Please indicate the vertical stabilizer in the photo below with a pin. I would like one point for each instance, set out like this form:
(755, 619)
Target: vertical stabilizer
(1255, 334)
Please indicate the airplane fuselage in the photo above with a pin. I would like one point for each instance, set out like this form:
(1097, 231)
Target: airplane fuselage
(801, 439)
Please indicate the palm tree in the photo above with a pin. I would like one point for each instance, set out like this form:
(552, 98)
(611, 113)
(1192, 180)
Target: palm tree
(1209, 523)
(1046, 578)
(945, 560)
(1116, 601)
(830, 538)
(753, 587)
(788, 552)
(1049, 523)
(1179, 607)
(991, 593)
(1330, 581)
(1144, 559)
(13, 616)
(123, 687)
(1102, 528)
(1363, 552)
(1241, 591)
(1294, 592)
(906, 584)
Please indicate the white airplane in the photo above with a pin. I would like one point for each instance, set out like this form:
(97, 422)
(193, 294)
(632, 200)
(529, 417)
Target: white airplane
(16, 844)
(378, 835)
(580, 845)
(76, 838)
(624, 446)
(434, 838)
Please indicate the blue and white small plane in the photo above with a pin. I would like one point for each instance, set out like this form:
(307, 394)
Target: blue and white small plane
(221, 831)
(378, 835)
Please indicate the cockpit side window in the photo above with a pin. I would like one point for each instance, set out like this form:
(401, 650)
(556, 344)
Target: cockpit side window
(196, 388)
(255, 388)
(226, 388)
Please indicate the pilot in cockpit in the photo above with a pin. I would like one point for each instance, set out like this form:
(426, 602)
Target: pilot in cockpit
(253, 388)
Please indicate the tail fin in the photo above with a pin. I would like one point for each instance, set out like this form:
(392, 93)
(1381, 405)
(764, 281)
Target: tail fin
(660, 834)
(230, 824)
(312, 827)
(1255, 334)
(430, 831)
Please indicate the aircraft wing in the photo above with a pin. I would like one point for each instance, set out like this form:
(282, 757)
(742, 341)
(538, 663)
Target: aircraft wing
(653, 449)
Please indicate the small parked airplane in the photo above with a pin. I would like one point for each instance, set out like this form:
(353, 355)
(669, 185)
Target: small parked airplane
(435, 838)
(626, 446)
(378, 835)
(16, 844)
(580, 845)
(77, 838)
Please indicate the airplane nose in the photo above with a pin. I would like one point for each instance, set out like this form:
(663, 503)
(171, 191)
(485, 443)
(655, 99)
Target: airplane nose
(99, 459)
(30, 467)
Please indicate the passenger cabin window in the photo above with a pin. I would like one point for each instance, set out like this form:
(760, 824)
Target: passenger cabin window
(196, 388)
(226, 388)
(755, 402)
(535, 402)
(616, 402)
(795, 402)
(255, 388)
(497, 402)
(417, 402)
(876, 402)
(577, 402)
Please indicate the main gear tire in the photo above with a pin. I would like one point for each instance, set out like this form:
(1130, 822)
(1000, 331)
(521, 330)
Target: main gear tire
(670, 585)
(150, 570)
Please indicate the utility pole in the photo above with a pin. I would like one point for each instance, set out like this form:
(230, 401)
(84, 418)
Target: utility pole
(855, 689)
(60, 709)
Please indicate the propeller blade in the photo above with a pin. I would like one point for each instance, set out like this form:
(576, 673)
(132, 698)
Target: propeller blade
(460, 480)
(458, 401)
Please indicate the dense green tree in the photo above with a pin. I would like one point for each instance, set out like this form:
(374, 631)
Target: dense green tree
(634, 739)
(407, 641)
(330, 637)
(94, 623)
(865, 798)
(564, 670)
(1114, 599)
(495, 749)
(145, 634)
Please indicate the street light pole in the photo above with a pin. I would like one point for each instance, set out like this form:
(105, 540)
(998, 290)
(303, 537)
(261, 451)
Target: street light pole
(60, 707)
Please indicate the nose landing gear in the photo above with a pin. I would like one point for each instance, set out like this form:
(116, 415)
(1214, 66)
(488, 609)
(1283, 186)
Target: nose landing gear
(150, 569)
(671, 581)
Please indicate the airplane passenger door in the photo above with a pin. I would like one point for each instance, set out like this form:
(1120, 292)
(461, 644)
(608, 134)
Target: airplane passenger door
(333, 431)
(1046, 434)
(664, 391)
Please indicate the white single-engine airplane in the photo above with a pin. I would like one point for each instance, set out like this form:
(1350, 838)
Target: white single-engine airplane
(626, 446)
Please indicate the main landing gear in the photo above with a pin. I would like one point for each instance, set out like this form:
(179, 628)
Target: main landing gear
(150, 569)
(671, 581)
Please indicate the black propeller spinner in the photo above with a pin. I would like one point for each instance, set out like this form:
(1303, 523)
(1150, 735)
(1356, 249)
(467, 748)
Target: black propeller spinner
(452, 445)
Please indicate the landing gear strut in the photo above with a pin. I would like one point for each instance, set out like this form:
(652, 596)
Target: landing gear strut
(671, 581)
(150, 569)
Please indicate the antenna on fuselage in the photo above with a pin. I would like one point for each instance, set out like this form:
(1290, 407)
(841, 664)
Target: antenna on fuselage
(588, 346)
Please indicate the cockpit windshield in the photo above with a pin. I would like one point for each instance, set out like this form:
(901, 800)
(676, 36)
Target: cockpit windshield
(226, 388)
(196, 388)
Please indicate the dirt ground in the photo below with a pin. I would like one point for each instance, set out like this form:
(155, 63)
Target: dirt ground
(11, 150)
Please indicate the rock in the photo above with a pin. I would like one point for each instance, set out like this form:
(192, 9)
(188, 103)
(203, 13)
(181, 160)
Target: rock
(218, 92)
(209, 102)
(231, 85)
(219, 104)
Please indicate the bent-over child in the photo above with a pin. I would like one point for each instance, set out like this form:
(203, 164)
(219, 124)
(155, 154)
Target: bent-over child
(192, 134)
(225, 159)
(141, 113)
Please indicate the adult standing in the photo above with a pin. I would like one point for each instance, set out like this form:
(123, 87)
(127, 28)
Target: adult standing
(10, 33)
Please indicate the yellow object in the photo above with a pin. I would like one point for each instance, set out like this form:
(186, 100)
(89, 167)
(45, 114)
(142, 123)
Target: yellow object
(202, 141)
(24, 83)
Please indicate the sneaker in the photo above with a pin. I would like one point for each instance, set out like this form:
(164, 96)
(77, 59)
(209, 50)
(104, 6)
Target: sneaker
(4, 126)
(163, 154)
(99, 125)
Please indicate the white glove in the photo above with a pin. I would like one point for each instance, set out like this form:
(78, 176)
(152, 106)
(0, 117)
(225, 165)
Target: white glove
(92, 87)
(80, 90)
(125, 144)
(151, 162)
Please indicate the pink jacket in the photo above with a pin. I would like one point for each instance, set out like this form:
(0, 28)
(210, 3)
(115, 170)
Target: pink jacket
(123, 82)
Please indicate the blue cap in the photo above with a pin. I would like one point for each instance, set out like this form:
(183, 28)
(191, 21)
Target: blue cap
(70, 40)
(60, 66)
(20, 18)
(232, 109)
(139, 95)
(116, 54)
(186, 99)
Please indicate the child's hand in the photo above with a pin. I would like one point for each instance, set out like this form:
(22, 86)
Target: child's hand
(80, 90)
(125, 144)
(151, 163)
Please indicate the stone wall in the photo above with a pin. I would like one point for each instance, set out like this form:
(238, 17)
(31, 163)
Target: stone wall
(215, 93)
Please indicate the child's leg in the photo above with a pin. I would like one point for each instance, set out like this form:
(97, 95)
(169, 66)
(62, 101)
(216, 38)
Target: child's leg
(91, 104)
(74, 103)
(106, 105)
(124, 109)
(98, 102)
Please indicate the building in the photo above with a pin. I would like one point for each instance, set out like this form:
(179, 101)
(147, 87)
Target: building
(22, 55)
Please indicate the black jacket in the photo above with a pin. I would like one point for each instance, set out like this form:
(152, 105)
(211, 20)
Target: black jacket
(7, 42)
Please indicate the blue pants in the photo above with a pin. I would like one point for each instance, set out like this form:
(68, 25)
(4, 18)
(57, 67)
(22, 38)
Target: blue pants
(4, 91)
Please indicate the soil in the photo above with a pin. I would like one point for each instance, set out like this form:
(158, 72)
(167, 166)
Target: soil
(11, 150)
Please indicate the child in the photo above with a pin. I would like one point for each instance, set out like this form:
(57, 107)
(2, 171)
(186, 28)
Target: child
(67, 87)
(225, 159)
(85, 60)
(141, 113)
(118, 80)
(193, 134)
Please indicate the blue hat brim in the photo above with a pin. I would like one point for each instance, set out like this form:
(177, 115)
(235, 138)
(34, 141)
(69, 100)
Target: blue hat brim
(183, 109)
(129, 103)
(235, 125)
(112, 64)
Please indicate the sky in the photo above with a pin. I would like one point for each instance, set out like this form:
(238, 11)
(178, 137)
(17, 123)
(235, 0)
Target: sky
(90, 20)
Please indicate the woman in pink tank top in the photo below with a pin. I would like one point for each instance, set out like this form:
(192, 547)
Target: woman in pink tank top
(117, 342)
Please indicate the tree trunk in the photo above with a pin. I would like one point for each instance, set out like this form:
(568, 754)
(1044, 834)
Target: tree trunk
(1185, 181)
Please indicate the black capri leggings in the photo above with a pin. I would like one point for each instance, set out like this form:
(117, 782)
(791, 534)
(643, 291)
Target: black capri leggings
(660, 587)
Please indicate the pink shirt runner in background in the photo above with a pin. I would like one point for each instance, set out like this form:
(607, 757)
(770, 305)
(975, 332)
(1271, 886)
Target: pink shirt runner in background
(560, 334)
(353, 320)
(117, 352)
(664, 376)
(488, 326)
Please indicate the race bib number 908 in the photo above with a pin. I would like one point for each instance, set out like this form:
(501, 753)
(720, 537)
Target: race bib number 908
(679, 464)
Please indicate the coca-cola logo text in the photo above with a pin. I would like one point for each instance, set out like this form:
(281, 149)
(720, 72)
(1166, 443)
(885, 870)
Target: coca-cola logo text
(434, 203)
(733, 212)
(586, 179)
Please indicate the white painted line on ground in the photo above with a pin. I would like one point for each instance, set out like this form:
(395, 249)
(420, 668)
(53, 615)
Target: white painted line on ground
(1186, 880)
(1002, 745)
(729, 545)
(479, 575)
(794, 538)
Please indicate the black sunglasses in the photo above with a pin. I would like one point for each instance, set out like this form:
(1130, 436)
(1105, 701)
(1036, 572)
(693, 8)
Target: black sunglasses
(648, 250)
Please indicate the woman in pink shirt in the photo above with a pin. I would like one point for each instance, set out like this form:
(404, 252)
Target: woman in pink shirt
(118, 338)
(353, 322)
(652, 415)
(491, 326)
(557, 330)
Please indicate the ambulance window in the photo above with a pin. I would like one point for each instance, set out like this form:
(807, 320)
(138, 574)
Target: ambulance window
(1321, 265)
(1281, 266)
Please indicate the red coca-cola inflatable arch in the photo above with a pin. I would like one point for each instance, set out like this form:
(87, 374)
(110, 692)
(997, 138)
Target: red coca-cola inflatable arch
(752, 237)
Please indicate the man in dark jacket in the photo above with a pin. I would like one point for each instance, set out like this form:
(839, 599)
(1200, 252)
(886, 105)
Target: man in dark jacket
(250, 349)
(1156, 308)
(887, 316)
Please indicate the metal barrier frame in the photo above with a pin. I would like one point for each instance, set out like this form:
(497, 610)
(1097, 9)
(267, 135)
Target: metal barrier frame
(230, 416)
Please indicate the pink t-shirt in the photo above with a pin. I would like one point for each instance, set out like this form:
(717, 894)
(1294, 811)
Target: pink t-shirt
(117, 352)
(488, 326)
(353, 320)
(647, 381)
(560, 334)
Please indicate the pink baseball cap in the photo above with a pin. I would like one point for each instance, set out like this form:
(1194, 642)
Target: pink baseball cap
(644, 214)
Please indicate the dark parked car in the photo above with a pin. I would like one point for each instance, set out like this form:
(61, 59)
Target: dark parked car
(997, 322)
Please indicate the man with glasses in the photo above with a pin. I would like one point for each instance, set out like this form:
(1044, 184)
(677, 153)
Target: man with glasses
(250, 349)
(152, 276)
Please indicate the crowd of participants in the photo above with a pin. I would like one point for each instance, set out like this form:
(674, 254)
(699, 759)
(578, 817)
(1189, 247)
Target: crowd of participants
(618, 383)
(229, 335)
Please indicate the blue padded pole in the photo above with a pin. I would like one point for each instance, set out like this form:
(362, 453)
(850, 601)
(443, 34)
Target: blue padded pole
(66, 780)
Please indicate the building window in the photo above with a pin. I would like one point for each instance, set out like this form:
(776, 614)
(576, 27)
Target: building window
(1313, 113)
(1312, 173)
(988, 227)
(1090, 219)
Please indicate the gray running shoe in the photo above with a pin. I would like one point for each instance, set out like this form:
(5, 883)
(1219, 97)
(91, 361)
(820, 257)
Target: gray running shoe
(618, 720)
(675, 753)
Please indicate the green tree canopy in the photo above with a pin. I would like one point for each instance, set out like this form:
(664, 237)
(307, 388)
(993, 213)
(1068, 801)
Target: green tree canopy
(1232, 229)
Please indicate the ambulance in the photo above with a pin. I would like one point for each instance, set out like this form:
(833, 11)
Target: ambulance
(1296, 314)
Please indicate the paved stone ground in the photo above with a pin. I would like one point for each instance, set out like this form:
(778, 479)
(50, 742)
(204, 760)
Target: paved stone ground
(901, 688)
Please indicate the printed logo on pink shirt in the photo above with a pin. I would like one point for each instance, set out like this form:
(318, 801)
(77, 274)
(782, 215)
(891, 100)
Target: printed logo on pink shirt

* * * * * * * * *

* **EXERCISE**
Checking the material above line by line, count those that include the string "below". Give the number alone.

* **EXERCISE SOLUTION**
3